EXERCISE BRIEF |
Your task is to repeat the entries exactly from their first line through the line with "797L160 794L159 743L154", and to stop there.
*** Opening of RECORDS FOR THIS EXERCISE ***
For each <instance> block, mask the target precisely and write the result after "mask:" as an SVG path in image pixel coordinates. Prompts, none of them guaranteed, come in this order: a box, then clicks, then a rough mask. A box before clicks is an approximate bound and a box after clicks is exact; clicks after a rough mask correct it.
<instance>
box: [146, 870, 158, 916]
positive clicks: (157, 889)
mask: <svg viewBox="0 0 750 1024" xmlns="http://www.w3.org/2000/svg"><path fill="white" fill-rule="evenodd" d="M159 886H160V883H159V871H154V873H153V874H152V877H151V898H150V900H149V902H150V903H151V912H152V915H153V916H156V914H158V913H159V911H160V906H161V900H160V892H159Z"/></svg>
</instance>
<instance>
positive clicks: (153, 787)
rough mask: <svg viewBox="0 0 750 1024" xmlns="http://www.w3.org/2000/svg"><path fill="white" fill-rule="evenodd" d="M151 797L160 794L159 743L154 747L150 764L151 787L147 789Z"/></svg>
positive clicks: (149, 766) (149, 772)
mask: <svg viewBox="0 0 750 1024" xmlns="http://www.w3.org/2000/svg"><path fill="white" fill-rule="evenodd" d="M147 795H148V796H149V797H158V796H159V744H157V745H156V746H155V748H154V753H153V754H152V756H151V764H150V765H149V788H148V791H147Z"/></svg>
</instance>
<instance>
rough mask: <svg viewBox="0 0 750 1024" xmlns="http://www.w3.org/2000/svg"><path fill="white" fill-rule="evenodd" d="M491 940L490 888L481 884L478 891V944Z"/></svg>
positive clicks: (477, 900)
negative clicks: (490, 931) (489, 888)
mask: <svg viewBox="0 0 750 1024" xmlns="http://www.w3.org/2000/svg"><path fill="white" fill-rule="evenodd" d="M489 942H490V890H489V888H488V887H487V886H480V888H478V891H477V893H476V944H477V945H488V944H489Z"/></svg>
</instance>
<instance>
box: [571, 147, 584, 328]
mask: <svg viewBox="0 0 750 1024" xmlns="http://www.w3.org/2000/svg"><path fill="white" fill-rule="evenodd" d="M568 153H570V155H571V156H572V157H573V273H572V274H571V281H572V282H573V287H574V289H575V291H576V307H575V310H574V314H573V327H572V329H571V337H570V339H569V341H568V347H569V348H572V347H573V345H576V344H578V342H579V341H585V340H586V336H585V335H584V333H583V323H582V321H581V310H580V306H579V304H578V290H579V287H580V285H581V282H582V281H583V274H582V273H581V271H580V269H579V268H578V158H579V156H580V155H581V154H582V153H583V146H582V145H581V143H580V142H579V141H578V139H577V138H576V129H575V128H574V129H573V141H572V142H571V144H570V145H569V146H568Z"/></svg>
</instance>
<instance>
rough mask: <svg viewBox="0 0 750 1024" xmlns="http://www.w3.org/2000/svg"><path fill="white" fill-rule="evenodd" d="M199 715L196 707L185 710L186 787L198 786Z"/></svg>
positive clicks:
*** Close of RECORDS FOR THIS EXERCISE ***
EXERCISE OUTPUT |
For each <instance> block, mask the target precisely and write the result after "mask:" as an SVG path in image pixel coordinates. Prompts, none of them guaranteed, come in this order: a box, then clicks, then a rough mask. A box before clicks is an approximate bound and a box after clicks is exact; clicks after a rough mask correct it.
<instance>
box: [146, 870, 158, 916]
positive clicks: (157, 889)
mask: <svg viewBox="0 0 750 1024" xmlns="http://www.w3.org/2000/svg"><path fill="white" fill-rule="evenodd" d="M159 886H160V883H159V871H154V873H153V874H152V877H151V898H150V900H149V902H150V903H151V912H152V915H153V916H156V914H158V913H159V911H160V906H161V900H160V892H159Z"/></svg>
</instance>
<instance>
positive clicks: (153, 787)
rough mask: <svg viewBox="0 0 750 1024" xmlns="http://www.w3.org/2000/svg"><path fill="white" fill-rule="evenodd" d="M151 797L160 794L159 743L154 747L150 764L151 787L147 789Z"/></svg>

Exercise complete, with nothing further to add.